**** The data

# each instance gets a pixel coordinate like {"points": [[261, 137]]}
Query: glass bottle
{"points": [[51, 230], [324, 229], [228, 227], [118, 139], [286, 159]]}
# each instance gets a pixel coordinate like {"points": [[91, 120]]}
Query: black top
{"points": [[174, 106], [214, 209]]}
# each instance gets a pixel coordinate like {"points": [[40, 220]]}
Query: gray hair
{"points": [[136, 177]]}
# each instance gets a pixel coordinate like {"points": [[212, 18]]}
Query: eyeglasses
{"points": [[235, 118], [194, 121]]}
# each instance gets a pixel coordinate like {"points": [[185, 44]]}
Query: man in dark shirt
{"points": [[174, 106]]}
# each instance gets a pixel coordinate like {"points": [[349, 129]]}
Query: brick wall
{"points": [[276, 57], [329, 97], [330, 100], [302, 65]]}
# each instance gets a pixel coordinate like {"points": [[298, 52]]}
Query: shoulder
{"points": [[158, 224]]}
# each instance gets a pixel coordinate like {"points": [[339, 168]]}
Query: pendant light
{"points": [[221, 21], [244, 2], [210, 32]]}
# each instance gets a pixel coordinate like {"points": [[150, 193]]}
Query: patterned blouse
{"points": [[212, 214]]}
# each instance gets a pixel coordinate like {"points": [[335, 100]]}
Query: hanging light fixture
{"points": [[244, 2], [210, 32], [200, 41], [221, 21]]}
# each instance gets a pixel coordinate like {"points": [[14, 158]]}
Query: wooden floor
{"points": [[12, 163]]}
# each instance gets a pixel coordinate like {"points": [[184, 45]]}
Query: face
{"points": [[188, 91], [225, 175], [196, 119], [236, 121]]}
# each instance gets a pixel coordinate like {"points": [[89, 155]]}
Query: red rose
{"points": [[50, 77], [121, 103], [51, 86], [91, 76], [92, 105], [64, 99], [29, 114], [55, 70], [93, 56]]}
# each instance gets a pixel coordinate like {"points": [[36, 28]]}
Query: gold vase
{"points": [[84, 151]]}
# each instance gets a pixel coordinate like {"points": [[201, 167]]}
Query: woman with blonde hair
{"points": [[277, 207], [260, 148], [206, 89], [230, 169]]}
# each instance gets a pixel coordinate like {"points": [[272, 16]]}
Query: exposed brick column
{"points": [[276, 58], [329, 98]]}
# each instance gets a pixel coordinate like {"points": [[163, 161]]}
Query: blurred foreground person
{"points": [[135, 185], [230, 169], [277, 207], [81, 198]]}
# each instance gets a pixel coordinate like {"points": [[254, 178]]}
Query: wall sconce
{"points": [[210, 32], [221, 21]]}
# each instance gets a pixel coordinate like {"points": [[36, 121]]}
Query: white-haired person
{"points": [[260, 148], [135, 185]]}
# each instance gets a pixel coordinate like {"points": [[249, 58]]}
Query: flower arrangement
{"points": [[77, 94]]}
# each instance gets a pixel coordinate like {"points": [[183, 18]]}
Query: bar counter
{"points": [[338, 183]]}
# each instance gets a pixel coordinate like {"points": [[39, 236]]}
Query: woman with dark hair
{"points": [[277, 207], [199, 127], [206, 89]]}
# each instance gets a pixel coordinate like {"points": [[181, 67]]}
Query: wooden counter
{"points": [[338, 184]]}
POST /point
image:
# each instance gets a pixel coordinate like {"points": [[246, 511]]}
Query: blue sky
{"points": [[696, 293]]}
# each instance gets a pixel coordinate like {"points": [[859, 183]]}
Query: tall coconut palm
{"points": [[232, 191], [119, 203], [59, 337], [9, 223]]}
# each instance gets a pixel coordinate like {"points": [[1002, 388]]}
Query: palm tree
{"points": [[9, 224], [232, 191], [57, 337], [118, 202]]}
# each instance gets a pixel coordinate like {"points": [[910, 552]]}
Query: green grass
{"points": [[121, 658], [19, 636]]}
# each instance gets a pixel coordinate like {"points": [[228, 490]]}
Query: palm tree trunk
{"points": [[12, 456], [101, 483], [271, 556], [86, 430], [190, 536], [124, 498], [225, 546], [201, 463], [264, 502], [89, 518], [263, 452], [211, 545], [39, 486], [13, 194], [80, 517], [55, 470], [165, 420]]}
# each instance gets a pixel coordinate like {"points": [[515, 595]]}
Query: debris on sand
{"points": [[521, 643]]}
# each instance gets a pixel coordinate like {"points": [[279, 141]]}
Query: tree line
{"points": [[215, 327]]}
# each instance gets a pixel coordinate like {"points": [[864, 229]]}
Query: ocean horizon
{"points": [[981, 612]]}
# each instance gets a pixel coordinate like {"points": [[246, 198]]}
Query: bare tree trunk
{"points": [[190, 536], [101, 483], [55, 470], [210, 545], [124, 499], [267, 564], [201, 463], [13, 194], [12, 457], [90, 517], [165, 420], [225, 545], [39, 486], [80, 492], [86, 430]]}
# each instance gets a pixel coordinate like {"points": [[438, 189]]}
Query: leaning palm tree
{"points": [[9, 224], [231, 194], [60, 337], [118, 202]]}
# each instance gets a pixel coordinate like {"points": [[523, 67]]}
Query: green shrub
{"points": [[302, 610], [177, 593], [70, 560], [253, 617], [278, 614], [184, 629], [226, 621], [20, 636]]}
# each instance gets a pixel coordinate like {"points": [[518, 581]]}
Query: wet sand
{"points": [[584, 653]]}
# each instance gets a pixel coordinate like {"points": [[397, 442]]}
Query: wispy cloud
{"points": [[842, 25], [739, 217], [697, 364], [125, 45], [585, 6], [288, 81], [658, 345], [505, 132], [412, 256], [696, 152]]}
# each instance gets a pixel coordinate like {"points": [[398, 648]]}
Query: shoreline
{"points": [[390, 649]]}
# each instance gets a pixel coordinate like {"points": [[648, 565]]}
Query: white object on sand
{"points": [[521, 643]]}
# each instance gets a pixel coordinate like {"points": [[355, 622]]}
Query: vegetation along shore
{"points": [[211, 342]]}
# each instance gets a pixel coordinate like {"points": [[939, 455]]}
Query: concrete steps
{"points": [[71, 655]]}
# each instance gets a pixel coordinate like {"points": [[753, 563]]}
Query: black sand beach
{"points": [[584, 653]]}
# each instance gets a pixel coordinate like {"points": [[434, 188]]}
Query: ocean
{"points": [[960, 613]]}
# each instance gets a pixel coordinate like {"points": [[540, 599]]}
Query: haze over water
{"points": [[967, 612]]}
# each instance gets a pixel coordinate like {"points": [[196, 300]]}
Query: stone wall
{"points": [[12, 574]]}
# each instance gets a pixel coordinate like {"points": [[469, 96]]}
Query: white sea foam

********

▶ Exercise brief
Show every line above that contains the word "brick".

▶ Written reply
Query: brick wall
Query: exposed brick column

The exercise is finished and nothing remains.